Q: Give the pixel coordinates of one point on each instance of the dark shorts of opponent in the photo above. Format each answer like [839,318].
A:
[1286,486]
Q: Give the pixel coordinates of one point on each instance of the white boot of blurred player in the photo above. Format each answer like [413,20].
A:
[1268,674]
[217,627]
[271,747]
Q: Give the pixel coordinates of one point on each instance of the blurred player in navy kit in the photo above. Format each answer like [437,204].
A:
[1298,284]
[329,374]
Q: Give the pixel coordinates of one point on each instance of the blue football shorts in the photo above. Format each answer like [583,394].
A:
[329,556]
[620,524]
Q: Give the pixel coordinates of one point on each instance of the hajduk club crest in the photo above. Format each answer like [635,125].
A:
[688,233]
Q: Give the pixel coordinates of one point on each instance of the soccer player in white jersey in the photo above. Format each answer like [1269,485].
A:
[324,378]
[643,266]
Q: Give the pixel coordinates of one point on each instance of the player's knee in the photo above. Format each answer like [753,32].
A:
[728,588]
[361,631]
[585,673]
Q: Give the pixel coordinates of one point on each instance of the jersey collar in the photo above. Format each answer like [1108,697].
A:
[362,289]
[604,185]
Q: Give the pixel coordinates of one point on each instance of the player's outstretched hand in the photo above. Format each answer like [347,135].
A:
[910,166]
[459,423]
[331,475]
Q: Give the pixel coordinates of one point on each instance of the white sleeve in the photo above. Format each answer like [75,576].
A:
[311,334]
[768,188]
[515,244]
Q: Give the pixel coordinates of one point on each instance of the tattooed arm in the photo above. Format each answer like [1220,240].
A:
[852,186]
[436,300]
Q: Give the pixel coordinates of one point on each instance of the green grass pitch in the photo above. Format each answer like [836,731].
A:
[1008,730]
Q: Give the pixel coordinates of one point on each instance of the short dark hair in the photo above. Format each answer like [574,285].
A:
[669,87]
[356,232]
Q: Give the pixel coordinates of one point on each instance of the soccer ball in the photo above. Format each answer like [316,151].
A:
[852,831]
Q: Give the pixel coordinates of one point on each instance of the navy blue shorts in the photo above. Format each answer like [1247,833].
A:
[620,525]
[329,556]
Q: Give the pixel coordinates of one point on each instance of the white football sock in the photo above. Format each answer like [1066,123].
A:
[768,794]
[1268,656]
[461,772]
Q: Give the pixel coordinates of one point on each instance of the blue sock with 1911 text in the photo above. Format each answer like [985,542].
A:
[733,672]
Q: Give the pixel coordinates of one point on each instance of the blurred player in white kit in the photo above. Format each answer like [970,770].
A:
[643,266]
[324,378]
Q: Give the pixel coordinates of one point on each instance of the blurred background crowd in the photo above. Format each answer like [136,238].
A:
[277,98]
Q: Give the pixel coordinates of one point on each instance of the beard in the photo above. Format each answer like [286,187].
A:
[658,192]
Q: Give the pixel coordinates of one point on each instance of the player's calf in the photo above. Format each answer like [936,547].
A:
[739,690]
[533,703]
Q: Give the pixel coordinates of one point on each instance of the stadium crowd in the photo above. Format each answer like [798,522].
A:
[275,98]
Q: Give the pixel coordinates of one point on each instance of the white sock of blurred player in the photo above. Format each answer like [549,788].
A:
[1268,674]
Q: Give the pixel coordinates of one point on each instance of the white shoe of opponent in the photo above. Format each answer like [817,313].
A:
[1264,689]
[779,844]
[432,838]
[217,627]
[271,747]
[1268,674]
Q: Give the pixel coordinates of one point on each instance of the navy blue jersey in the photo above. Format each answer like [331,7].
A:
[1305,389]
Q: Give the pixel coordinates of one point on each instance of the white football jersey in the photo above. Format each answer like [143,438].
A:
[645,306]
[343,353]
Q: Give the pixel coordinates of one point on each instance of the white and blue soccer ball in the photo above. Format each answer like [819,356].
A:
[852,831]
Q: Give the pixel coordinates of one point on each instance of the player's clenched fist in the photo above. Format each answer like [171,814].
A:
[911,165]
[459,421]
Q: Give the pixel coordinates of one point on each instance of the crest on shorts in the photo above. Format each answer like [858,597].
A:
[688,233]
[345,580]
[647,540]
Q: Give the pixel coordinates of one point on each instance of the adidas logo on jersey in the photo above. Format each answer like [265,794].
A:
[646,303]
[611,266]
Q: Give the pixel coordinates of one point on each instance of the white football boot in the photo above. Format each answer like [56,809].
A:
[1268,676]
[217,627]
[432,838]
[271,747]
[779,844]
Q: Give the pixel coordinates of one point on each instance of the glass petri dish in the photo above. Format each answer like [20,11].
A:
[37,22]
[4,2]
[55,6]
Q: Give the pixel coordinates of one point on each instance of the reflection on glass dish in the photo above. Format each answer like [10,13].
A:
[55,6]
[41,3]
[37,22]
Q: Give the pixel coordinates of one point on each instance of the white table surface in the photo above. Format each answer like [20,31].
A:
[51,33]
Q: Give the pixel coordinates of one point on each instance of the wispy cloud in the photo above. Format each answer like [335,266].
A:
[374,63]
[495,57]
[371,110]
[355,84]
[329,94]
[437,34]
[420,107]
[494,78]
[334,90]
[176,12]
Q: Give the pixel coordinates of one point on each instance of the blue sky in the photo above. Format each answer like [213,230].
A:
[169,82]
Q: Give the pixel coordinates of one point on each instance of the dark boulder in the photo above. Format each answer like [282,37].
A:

____________

Above are the records; retype every one exactly.

▸ **The reply**:
Q: Give the pixel coordinates of one point on each instance of the dark shorts of opponent in the photo above. Format each answer like [839,318].
A:
[1286,486]
Q: Give the pixel coordinates of one point on each instance of the white boot of blurred player in the photo above. Format each answer like [413,20].
A:
[1268,674]
[217,627]
[271,747]
Q: Give the pixel coordinates of one point on each instance of the blurred player in navy kit in the photo above. Format each answer like [437,204].
A:
[1298,284]
[329,374]
Q: Give the pixel coordinates of one point on each instance of the blue football shorts in the photo above. Format each answer like [583,394].
A:
[329,556]
[620,524]
Q: Give the pixel coordinates of one point on each instance of the hajduk club crest in the photo above. Format each answer like [635,125].
A:
[688,233]
Q: Give the pixel coordinates of one point on each instance of the soccer player in white jersey in the photo above. Format each answer like [1269,485].
A:
[324,378]
[643,266]
Q: Give the pixel coordinates of one point on each instance of the player's knee in the photo above. Format each answer like [753,32].
A:
[728,588]
[361,631]
[585,673]
Q: Give the pixel coordinates of one point on each instance of the jersey collar in the photo above. Format each answer like [1108,697].
A:
[362,289]
[604,185]
Q: Give the pixel coordinates of one point on each instance of the player's outstretched hand in the photo above. Format each answer like [347,135].
A:
[910,166]
[459,423]
[331,475]
Q: Give the pixel coordinates of one point on each instance of the white sleeve in the photo above. Format each answer like [75,576].
A:
[311,334]
[768,188]
[515,244]
Q: Give the pixel coordinates of one point on each instance of the tattooed arm in the photo above. Format each answer like [1220,240].
A:
[852,186]
[436,300]
Q: Give the pixel coordinates of one point on each instance of the green grass pitch in the photo above. Format each answer like [836,731].
A:
[1008,730]
Q: Give the pixel coordinates of one point on each instance of the short dark hair in the photo above. Format each answer like [574,285].
A:
[669,87]
[356,232]
Q: Give the pixel coordinates of one point on each instance of the soccer ball in the photo above. Format each answer like [316,151].
A:
[852,831]
Q: Give the pixel coordinates of one point on each instance of the navy blue shorts in the photo above. Format each answer like [1247,833].
A:
[620,525]
[329,556]
Q: Give the pixel coordinates of one point on each instance of the white football sock in the photo above. Format each answer like [1066,123].
A:
[768,794]
[1268,656]
[461,772]
Q: Give the pixel coordinates of one point on each instance of the blue sock with 1911 text in the photo above. Format each answer like [985,542].
A:
[733,672]
Q: Give the pixel coordinates of one point on each instance of the blurred player in white kit in the photo above. Format each answer like [970,770].
A:
[643,266]
[324,378]
Q: Give the pixel coordinates of one point on each instance of the blurred background crowd in the photo above. Format each answer like [136,238].
A:
[277,98]
Q: Give the pixel coordinates of one point on each instance of the beard in the photo above. Format each answer like [286,187].
A:
[658,192]
Q: Give the pixel coordinates of one point on each instance of the player's calf in the photo above. Format each answer like [936,547].
A:
[739,690]
[533,703]
Q: Give the pixel coordinates of one point on each instance of the stadium crowd in the photo above. Format each answer like [798,522].
A:
[275,98]
Q: Give the pixel coordinates of one point on each instance of the white sock of blurred player in the photo above. Format each answer like [549,788].
A:
[1268,674]
Q: Give the pixel coordinates of one point on each instance of the white shoe of opponent in the photo above. Format each answer like [817,313].
A:
[1264,689]
[779,844]
[432,838]
[217,627]
[271,747]
[1268,674]
Q: Give the pixel coordinates of one point on each instance of the navy blue jersey in the photo above. Format each answer like [331,7].
A:
[1305,389]
Q: Give the pixel coordinates of one point on each instance of the white football jersey in the photo above. Format each answer like [143,438].
A:
[645,306]
[343,353]
Q: Give the pixel coordinates of one point on each instance of the white and blue soccer ball in the photo above. Format each answer like [819,356].
A:
[852,831]
Q: Give the pixel coordinates of one point on each instance of the player's clenched fist in the photo above. Format each answer like [171,814].
A:
[911,165]
[459,421]
Q: Give the pixel coordinates of one point on each instance of the crest on shorts in the photo above. Format each answer like [858,597].
A:
[688,233]
[345,580]
[647,540]
Q: Give the pixel coordinates of one point on each instance of the adidas logo on jersey in the photo above. Format each answer like [265,794].
A:
[646,303]
[611,266]
Q: Give the pixel coordinates of one point on each instance of the white football boot in the photo above. Format each answer like [56,809].
A:
[1268,676]
[217,627]
[432,838]
[271,747]
[779,844]
Q: Give the pixel coordinates of one point on each instance of the glass petri dish in the photo above. Format each answer like [20,11].
A:
[37,22]
[4,2]
[55,6]
Q: Give the pixel coordinates of one point on each instance of the reflection on glass dish in the photo above. Format each answer like [10,13].
A:
[55,6]
[41,3]
[37,22]
Q: Give the pixel coordinates of one point on each instance of the white table surface in the photo above. Format each answer like [20,31].
A:
[51,33]
Q: Give the pixel coordinates of one point on each instance of the wispy cloud in the photo above. Format each answer like [335,266].
A:
[374,63]
[495,57]
[371,110]
[355,84]
[329,94]
[437,34]
[420,107]
[494,78]
[334,90]
[176,12]
Q: Give the pixel coordinates of one point on each instance of the blue sky in the photo above. Format each answer like [213,230].
A:
[169,82]
Q: Give the pixel coordinates of one point on each instance of the dark boulder in the photo above. Format each answer like [282,37].
A:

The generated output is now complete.